(Records contained in a dataset)
---

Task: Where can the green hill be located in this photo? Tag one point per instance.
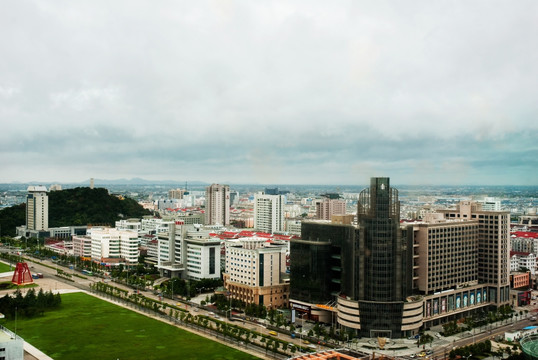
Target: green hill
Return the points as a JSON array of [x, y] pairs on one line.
[[78, 206]]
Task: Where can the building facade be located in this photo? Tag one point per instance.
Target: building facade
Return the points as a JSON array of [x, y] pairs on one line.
[[107, 243], [37, 208], [254, 272], [384, 278], [217, 208], [326, 208], [269, 213]]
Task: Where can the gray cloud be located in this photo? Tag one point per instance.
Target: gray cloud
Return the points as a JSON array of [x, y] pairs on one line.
[[270, 91]]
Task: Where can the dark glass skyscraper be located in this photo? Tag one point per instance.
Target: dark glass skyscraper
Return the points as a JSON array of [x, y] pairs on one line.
[[382, 257]]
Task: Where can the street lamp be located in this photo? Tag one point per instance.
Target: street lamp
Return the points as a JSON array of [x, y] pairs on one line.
[[302, 328]]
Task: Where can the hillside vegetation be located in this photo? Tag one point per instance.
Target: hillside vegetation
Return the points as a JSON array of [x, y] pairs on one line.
[[78, 206]]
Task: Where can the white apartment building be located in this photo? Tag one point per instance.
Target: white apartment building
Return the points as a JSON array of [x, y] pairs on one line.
[[491, 204], [217, 205], [326, 208], [254, 271], [203, 258], [519, 260], [129, 225], [37, 208], [155, 226], [188, 252], [293, 227], [110, 243], [82, 246], [269, 213]]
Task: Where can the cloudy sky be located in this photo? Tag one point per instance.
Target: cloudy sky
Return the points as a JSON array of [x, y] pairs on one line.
[[270, 92]]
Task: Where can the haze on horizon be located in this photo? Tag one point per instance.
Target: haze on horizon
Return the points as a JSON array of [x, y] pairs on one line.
[[270, 92]]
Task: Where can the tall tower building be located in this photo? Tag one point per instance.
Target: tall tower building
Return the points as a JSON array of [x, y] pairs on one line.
[[390, 279], [268, 213], [362, 270], [383, 282], [326, 208], [37, 208], [217, 208]]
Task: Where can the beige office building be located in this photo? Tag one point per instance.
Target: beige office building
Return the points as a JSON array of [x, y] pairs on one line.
[[460, 261]]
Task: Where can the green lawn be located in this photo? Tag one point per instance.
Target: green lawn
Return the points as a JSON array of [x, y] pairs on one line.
[[5, 267], [88, 328]]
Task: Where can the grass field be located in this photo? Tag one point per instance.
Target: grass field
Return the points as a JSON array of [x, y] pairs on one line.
[[88, 328], [5, 267]]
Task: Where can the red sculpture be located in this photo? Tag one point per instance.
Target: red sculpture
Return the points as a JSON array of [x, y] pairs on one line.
[[22, 275]]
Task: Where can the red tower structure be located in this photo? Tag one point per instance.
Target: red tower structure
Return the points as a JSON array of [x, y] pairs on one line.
[[22, 275]]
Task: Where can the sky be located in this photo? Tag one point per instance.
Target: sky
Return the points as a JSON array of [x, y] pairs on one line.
[[270, 92]]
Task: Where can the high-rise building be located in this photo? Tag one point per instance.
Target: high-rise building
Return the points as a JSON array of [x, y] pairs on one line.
[[383, 278], [269, 213], [327, 207], [37, 208], [217, 206], [493, 246]]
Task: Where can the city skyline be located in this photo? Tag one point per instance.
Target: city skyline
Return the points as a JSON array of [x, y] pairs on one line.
[[270, 92]]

---

Exercise – If a line in the records above has the word "field", copy it out.

Answer section –
Task: Where can the grass field be located in this photo? Tag one point per instance.
Target: grass field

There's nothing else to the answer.